## [WHAT IS EXPECTED]
Quote every line of the material beneath this one.

## [MATERIAL PROVIDED]
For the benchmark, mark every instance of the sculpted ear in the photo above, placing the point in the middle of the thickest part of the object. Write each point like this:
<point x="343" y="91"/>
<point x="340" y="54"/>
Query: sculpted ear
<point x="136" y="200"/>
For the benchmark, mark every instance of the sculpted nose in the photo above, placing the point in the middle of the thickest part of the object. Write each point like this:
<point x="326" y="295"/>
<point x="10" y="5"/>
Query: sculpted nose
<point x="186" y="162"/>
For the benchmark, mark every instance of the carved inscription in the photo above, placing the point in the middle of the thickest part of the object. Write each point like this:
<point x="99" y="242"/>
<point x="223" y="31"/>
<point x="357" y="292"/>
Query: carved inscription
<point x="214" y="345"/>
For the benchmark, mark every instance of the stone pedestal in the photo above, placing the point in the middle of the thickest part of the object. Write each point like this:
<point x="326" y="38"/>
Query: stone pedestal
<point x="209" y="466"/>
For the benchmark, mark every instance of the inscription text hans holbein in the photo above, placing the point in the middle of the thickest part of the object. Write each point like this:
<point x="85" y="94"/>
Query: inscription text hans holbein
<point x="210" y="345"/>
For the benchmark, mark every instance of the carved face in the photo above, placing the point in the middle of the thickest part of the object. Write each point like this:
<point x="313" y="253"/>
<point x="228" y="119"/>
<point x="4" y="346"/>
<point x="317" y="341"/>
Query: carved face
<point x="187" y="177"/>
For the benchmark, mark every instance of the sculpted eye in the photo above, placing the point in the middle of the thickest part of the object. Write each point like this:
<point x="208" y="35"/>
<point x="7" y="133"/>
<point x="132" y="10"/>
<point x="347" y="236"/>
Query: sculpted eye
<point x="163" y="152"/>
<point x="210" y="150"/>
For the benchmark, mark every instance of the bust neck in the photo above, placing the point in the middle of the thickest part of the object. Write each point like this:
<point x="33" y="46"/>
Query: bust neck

## [WRITTEN SOLUTION]
For the benchmark, mark every instance of the sculpted ear in the photo above, placing the point in the middle of the thickest part of the object. Write each point like this:
<point x="343" y="91"/>
<point x="340" y="54"/>
Query: sculpted ear
<point x="136" y="200"/>
For the benchmark, mark every instance of the sculpted nose in the photo above, placing the point in the middle of the thickest part of the object. Write each point like this:
<point x="326" y="295"/>
<point x="10" y="5"/>
Query: sculpted nose
<point x="186" y="162"/>
For the benchmark, mark every instance of the carved inscription in the photo above, placing the point in the middle of the thickest part of the object. Write each point like this:
<point x="99" y="242"/>
<point x="223" y="31"/>
<point x="357" y="292"/>
Query: carved inscription
<point x="214" y="345"/>
For the benchmark, mark every instance of the stone pedestal in the photo above, placing the point in the middle of the thickest part of the object. Write each point like this:
<point x="326" y="38"/>
Query: stone pedestal
<point x="209" y="466"/>
For the benchmark, mark every instance of the inscription text hans holbein in the photo above, placing the point in the middle of the thickest part of the object. Write each point like this:
<point x="85" y="94"/>
Query: inscription text hans holbein
<point x="210" y="345"/>
For the benchmark, mark every instance of the carved face in the photo above, placing the point in the middle of the thickest part of the object. Write each point like this:
<point x="313" y="253"/>
<point x="228" y="119"/>
<point x="4" y="346"/>
<point x="317" y="341"/>
Query: carved face
<point x="187" y="177"/>
For the benchmark, mark every instance of the sculpted eye in the photo above, placing the point in the middle of the thickest part of the object. Write each point like this:
<point x="208" y="35"/>
<point x="7" y="133"/>
<point x="132" y="10"/>
<point x="347" y="236"/>
Query: sculpted eye
<point x="163" y="152"/>
<point x="210" y="150"/>
For the benchmark, mark every instance of the bust neck in the photo above, placing the point in the middle of the thickest part of the object. Write each point like this:
<point x="33" y="46"/>
Query: bust neck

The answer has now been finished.